Saved data entries:
▶

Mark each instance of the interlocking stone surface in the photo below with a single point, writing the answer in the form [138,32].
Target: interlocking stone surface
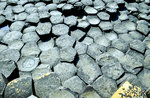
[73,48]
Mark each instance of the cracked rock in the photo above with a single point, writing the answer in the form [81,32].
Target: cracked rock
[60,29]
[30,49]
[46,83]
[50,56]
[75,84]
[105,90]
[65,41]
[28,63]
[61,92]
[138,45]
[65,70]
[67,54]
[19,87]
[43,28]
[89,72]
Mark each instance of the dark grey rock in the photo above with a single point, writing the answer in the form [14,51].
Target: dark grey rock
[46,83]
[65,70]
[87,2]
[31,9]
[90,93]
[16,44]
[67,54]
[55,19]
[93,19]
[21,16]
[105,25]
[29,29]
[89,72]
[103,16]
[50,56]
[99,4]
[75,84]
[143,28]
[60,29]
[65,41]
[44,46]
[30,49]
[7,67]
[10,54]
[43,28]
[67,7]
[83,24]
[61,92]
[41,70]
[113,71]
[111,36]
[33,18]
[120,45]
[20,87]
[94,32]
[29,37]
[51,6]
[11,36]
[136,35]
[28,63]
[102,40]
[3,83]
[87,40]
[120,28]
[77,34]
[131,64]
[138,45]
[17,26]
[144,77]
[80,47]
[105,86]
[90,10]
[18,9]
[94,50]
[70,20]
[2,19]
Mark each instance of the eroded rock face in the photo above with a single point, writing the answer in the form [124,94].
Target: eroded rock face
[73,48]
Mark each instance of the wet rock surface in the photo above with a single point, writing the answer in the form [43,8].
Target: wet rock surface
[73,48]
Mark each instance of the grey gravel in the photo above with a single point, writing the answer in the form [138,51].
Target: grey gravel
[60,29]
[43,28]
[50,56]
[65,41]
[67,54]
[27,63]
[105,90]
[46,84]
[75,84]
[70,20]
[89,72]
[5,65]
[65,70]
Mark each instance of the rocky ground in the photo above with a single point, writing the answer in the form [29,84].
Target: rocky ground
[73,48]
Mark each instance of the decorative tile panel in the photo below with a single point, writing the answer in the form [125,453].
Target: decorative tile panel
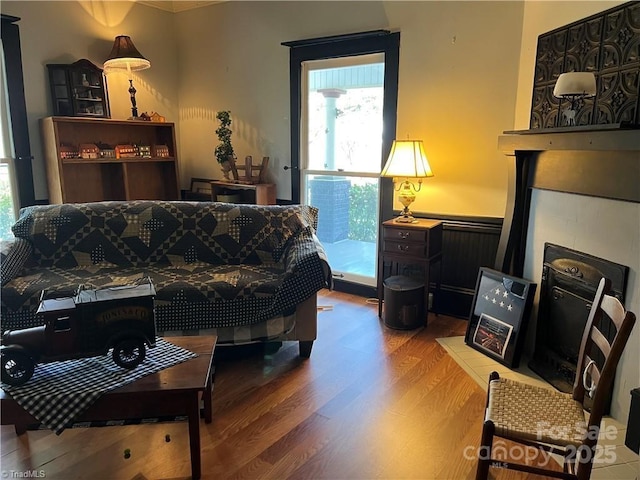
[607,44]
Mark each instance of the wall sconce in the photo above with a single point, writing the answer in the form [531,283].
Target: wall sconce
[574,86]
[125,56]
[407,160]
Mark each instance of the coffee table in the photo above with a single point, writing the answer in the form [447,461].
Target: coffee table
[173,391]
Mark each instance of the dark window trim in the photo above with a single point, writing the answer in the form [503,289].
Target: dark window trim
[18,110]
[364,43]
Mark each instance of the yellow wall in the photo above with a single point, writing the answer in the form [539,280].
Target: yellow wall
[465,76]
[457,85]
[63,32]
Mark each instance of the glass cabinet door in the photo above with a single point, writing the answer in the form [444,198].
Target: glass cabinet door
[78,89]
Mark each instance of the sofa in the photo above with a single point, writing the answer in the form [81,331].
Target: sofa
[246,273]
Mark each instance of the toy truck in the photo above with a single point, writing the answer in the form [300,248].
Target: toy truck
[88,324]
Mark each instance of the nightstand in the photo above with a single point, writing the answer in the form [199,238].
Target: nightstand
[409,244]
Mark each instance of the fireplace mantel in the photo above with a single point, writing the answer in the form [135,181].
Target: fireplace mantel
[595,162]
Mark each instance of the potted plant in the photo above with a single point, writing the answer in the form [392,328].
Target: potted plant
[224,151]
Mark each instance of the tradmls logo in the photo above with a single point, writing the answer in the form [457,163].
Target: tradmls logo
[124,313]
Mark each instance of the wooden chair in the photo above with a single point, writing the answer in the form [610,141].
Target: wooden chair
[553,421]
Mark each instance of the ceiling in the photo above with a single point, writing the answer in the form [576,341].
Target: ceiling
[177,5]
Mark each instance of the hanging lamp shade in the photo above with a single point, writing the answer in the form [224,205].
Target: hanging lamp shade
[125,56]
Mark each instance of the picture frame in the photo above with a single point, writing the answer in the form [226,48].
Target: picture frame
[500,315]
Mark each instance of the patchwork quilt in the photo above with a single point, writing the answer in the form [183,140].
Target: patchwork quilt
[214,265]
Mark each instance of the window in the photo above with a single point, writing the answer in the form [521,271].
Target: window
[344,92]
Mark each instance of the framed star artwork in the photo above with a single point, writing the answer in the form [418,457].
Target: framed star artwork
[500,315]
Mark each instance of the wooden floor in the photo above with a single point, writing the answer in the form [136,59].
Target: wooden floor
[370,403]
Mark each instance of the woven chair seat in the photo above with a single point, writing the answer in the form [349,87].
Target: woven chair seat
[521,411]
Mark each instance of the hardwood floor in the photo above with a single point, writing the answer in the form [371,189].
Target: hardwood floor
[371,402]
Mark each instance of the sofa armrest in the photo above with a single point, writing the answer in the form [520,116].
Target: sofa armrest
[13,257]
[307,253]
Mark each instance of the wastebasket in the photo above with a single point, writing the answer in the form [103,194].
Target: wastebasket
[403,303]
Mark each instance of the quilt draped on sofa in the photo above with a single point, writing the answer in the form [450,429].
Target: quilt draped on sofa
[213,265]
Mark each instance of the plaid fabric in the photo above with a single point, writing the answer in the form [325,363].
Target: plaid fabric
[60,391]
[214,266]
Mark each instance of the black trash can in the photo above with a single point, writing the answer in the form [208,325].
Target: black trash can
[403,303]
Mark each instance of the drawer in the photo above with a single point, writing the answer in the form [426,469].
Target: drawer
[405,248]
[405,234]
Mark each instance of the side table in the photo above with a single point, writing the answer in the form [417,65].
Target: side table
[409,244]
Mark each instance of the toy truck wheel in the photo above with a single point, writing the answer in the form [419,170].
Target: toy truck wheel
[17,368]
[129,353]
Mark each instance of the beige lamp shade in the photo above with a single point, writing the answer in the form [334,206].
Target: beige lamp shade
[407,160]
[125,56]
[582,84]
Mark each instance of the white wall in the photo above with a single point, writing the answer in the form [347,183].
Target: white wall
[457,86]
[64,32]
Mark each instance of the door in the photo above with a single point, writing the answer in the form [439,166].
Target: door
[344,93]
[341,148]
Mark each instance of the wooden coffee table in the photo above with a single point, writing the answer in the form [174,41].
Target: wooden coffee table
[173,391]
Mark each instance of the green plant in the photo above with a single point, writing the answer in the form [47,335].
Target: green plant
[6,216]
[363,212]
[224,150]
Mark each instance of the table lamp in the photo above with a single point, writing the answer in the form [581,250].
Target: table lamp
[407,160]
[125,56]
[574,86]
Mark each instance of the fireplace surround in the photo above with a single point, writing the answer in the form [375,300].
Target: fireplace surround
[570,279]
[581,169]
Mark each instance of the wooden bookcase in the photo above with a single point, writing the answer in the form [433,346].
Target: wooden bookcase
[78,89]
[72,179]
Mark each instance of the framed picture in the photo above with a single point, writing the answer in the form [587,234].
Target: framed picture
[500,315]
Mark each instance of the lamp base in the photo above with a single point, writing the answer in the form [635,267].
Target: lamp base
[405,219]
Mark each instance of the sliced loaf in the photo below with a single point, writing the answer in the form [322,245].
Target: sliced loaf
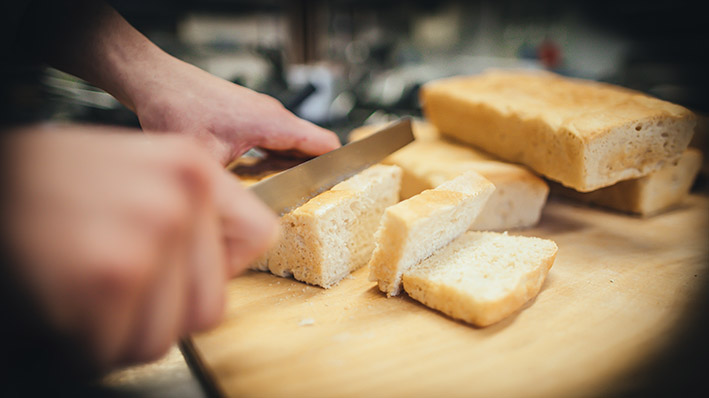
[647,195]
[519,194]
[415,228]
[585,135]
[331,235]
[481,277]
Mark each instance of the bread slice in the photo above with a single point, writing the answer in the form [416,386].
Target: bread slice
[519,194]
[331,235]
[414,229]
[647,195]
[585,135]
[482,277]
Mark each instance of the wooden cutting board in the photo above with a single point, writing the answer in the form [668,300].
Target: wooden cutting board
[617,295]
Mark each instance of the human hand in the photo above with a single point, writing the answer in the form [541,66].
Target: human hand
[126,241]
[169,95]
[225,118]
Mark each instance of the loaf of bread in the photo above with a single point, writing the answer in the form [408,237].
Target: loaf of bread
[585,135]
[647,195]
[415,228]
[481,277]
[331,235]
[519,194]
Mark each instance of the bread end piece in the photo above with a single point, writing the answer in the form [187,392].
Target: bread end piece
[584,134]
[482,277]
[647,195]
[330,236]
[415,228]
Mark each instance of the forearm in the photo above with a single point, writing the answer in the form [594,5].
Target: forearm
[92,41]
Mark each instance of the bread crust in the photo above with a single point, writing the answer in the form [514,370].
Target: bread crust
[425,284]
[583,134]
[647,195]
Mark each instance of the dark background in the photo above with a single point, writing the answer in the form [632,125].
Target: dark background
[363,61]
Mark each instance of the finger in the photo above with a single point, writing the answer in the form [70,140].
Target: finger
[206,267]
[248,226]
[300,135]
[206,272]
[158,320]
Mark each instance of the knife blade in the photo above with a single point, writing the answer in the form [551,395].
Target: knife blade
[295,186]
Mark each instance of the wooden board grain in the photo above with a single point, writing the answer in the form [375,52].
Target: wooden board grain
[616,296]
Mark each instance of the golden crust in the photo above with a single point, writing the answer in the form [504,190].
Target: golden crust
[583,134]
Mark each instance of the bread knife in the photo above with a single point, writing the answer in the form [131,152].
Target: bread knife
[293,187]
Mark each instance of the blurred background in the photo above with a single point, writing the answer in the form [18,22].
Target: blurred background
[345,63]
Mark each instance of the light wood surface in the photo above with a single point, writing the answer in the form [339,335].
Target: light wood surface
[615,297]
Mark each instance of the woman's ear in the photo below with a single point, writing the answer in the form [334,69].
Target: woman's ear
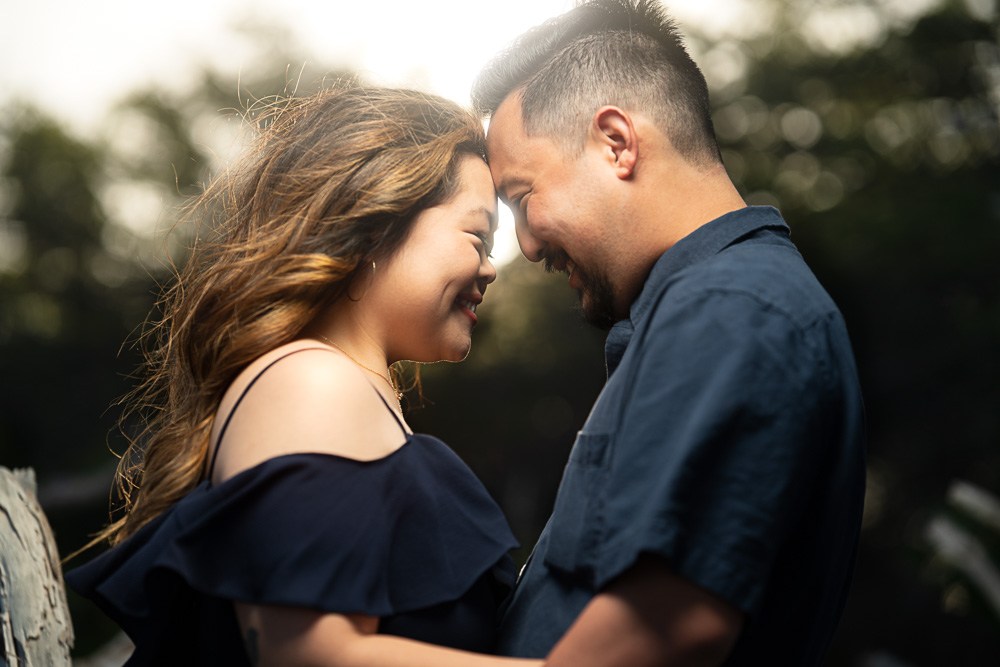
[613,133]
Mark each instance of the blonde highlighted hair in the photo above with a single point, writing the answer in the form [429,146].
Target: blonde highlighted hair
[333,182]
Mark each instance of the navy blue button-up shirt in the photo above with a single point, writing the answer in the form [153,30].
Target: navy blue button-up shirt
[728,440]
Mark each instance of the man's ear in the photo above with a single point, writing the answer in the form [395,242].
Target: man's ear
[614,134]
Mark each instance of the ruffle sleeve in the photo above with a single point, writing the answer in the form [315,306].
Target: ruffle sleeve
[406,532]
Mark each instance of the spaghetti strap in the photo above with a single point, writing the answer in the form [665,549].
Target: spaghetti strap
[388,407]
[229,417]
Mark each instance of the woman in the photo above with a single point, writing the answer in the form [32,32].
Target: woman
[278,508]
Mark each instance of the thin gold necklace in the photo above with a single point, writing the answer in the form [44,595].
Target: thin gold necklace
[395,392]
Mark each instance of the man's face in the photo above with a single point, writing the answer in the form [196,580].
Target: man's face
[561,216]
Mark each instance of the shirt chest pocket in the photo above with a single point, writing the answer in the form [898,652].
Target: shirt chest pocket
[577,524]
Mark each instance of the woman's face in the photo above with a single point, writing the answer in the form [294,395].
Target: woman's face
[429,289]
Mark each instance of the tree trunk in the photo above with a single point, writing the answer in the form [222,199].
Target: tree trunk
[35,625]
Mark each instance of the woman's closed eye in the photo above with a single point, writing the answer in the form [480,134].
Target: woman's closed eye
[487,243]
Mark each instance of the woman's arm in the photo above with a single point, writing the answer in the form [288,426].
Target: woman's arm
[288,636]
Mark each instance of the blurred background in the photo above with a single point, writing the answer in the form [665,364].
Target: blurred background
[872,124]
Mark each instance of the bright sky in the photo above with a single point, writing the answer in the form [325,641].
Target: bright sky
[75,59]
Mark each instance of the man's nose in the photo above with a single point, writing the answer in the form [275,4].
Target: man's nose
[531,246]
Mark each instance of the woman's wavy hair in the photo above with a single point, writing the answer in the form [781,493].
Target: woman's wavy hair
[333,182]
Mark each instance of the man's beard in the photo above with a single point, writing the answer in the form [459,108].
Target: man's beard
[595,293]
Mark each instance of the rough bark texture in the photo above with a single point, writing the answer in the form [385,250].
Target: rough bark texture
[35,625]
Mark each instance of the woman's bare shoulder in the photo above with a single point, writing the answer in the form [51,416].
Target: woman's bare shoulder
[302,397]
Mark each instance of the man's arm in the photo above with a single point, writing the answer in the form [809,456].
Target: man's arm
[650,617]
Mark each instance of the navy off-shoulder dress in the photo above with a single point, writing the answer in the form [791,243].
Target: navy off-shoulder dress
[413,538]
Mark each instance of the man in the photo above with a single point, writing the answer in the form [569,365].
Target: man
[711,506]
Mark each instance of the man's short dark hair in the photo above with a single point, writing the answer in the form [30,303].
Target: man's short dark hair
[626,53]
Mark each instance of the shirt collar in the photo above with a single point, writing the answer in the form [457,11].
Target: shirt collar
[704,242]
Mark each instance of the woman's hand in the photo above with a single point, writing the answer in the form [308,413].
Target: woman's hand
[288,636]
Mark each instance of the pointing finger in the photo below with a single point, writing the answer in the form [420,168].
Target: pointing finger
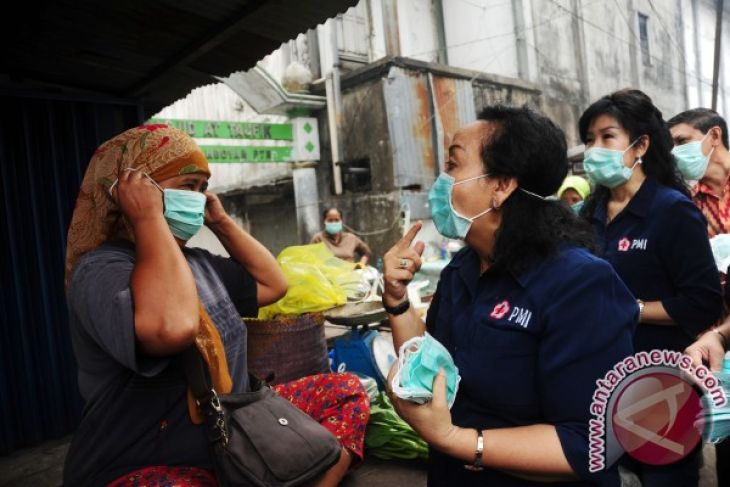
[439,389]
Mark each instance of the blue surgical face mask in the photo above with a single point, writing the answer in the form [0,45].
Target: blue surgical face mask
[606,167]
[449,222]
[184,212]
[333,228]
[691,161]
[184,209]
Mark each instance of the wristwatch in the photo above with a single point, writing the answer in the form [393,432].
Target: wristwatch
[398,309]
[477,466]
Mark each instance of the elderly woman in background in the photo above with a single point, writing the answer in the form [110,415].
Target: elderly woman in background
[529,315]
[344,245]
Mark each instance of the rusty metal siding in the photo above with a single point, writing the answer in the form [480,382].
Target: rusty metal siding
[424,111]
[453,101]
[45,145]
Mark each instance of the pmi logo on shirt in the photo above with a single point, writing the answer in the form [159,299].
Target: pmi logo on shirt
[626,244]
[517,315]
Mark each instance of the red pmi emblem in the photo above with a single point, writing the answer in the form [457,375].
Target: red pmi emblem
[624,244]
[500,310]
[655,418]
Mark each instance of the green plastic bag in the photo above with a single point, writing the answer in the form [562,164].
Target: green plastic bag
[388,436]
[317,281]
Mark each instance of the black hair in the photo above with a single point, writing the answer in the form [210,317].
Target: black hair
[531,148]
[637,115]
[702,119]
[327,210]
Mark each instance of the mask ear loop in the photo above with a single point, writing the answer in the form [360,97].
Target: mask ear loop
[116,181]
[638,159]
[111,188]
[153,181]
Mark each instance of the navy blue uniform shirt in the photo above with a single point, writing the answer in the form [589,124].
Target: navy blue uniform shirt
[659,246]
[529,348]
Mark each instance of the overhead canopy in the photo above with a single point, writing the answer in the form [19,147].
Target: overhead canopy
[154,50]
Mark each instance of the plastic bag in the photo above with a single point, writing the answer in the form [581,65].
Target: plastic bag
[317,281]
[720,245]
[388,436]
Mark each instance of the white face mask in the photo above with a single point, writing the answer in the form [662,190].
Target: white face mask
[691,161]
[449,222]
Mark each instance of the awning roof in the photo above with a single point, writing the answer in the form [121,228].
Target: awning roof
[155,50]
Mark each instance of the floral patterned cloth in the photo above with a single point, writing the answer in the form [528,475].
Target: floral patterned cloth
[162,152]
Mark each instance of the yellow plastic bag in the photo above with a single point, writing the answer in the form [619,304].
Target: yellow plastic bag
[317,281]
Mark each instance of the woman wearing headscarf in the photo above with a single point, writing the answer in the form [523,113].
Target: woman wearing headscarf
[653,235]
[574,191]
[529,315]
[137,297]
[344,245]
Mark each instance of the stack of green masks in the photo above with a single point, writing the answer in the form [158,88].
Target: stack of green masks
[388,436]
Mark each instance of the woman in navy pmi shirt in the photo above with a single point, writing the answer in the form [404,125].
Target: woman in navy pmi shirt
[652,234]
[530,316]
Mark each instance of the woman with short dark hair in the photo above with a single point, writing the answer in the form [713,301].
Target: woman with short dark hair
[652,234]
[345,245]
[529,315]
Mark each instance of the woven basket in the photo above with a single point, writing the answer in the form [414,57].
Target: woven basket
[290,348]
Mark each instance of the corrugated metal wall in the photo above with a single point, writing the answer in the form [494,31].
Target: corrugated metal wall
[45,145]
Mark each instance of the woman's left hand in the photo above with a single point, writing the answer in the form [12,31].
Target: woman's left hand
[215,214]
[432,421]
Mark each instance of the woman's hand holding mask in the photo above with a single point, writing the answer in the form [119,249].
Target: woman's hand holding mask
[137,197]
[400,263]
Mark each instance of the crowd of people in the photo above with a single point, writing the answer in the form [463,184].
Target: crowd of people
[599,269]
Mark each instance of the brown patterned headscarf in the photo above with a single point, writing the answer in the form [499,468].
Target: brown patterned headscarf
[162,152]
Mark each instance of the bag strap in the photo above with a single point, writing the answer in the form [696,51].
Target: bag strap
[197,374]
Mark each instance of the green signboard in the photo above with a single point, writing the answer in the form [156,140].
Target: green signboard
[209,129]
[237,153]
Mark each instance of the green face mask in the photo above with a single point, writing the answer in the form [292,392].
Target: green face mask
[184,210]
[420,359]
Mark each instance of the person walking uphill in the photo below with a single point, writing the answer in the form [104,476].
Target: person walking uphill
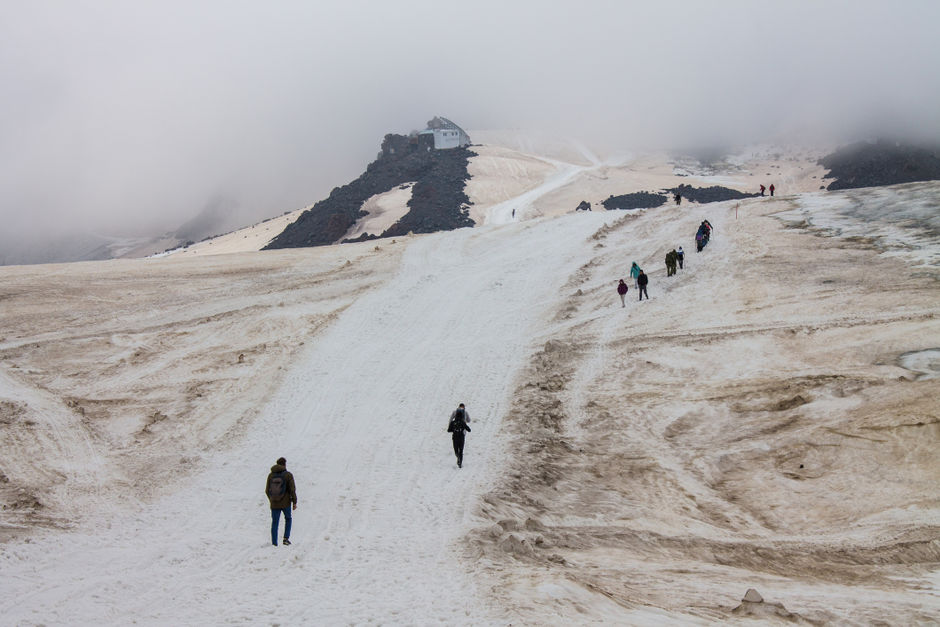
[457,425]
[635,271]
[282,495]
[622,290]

◀

Find the word "below" in the entries, then copy out every line that has it.

Mark each instance of the interlocking stone surface in the photo below with a single point, writing the answer in the form [138,32].
Mark each instance of the decorative tile panel in the photo below with a single point, writing the answer in the form [125,453].
Mark each instance of the sliced loaf in the photo below with a single point, writing the answer in the form [322,245].
Mark each instance of the woman's ear in the photo below with a single point, writing the answer in the form [334,69].
Mark each instance of the pointing finger in the photo below with a single point, writing the answer in the form [420,168].
Mark each instance of the person walking uphill in the photo below with a single point, writing the answer in the form [104,476].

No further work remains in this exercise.